Task instructions:
Leave out the pictures and repeat every record exactly.

(Point-per-instance localization data)

=== Section Start ===

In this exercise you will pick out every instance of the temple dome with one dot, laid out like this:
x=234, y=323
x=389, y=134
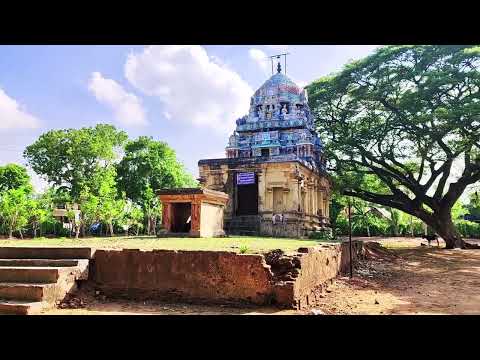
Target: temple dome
x=274, y=84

=== Section End ===

Exercise result:
In this exercise you will pick out every instance of the temple dome with one dot, laid out like this:
x=234, y=323
x=389, y=134
Target: temple dome
x=274, y=84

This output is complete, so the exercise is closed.